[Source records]
BEGIN

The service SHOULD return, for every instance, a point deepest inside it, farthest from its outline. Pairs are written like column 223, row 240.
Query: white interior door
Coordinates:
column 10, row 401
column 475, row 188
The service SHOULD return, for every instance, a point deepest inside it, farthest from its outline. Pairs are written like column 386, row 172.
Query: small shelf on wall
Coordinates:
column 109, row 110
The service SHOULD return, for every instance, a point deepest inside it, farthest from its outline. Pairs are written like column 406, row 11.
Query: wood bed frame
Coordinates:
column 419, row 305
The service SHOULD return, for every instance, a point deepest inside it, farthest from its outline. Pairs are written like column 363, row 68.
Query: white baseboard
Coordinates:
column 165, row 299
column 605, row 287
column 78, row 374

END

### What to produce
Please copy every line in the entries where "Query" appears.

### Exercise solution
Query: white interior door
Query: small shelf on wall
Query: wood bed frame
Query: white baseboard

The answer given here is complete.